### [PROBLEM TO WORK ON]
Reproduce the material word for word, from its first line through the line containing "box: [3, 3, 598, 396]", including both.

### [INFORMATION SUPPLIED]
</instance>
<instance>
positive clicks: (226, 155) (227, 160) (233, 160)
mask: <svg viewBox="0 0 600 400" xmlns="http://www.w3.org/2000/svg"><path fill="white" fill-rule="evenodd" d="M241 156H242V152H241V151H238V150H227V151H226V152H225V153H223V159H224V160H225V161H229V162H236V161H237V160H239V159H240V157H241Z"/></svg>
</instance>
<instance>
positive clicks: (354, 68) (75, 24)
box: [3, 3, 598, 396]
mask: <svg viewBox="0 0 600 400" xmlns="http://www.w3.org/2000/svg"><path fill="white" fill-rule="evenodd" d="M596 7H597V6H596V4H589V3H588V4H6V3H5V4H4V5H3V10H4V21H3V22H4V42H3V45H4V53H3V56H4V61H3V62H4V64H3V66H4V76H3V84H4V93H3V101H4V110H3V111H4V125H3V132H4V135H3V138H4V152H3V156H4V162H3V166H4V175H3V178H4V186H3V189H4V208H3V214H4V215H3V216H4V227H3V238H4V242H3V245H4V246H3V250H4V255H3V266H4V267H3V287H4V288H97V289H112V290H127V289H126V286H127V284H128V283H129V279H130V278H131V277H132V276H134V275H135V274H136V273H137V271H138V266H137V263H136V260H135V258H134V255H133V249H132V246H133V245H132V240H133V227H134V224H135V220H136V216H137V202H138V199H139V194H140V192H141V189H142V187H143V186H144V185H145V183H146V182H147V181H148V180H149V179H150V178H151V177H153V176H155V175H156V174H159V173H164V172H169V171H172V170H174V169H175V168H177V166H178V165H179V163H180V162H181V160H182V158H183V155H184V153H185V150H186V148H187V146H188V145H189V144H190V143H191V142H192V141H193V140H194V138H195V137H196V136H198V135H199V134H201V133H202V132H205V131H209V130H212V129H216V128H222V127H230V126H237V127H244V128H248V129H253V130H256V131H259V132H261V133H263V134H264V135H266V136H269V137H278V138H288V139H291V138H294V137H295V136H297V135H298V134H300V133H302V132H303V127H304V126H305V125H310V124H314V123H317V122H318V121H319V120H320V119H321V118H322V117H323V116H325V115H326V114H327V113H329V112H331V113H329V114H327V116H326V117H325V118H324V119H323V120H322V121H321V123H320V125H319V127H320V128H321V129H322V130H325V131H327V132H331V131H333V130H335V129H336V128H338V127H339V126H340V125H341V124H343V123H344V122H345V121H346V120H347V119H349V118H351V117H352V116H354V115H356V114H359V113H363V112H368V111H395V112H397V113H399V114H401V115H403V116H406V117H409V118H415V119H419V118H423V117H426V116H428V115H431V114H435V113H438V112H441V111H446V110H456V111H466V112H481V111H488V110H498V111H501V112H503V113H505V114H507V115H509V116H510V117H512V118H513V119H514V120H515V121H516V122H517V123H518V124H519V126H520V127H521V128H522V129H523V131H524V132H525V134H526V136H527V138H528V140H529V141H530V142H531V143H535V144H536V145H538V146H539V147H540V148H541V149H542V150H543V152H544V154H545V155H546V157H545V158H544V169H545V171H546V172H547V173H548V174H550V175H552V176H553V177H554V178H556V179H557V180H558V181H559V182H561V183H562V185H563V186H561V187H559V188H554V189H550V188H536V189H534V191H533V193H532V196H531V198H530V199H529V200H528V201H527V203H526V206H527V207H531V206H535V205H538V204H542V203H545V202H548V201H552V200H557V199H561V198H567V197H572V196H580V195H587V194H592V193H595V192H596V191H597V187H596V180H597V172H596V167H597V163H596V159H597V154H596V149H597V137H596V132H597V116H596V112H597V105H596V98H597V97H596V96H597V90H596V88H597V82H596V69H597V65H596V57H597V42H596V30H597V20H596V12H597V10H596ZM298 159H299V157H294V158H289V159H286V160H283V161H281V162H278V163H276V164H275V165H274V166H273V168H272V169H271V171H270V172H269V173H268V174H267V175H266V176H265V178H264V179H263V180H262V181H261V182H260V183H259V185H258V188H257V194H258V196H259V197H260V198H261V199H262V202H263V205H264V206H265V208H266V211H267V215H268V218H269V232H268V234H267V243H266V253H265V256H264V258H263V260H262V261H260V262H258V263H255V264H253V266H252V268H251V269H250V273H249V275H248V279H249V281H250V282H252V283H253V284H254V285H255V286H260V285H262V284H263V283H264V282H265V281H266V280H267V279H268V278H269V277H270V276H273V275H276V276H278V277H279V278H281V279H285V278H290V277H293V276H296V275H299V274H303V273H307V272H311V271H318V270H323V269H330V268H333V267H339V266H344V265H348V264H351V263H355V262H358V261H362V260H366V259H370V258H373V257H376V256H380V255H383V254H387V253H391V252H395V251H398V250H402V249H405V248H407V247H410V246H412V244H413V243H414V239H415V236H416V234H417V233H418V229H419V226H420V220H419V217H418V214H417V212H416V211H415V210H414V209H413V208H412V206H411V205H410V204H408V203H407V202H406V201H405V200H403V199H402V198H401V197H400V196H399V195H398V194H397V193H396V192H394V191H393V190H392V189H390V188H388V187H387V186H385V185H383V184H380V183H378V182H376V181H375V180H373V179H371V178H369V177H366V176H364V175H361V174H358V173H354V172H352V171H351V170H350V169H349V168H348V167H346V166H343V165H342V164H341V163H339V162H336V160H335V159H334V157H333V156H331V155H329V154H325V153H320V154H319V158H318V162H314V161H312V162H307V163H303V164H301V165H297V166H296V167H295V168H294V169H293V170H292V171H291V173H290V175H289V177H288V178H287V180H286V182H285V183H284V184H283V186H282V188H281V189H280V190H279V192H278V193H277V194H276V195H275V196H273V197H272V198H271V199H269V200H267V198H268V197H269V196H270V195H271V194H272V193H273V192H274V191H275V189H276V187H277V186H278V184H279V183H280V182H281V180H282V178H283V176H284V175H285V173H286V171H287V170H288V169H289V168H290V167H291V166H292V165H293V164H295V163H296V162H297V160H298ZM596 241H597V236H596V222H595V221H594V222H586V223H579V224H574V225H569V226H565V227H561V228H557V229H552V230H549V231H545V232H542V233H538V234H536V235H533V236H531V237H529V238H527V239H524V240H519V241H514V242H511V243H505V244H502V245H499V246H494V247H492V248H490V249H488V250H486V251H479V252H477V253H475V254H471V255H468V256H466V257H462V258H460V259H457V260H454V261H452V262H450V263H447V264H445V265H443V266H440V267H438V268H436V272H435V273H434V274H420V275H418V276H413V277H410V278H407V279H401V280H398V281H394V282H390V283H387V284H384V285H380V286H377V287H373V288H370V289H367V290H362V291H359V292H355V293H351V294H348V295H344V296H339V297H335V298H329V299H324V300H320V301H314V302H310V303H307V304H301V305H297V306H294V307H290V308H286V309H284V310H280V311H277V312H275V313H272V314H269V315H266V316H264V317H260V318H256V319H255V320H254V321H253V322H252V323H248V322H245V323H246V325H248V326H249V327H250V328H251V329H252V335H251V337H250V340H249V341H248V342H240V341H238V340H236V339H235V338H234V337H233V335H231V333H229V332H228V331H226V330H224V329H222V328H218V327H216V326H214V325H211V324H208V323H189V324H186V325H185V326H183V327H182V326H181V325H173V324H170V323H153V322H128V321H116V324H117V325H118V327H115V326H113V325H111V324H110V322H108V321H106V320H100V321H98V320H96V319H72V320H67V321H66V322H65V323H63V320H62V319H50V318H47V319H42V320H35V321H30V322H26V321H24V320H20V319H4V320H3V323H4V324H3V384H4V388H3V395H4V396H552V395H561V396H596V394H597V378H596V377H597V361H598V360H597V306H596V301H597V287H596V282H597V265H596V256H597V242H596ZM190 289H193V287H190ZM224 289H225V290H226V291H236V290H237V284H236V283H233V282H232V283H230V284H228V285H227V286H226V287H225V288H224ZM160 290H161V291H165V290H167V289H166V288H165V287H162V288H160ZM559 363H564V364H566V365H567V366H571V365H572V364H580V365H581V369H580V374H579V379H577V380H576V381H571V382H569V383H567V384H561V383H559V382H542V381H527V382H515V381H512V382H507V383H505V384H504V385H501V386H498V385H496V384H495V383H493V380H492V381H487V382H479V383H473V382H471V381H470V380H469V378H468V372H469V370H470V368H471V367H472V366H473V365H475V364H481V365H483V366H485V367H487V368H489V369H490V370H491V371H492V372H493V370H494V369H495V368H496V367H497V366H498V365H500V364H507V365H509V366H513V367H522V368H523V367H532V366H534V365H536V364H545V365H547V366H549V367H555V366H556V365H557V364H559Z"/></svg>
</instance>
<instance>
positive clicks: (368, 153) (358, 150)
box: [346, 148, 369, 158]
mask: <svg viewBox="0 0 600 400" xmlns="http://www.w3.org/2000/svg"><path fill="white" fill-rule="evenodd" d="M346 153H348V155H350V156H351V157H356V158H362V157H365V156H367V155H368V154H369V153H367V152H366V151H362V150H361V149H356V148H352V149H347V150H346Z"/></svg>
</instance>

### [WORKED SOLUTION]
</instance>
<instance>
positive clicks: (226, 155) (227, 160) (233, 160)
mask: <svg viewBox="0 0 600 400" xmlns="http://www.w3.org/2000/svg"><path fill="white" fill-rule="evenodd" d="M241 156H242V152H241V151H238V150H227V151H226V152H225V153H223V159H224V160H225V161H229V162H236V161H237V160H239V159H240V157H241Z"/></svg>
</instance>
<instance>
positive clicks: (354, 68) (75, 24)
box: [3, 3, 598, 396]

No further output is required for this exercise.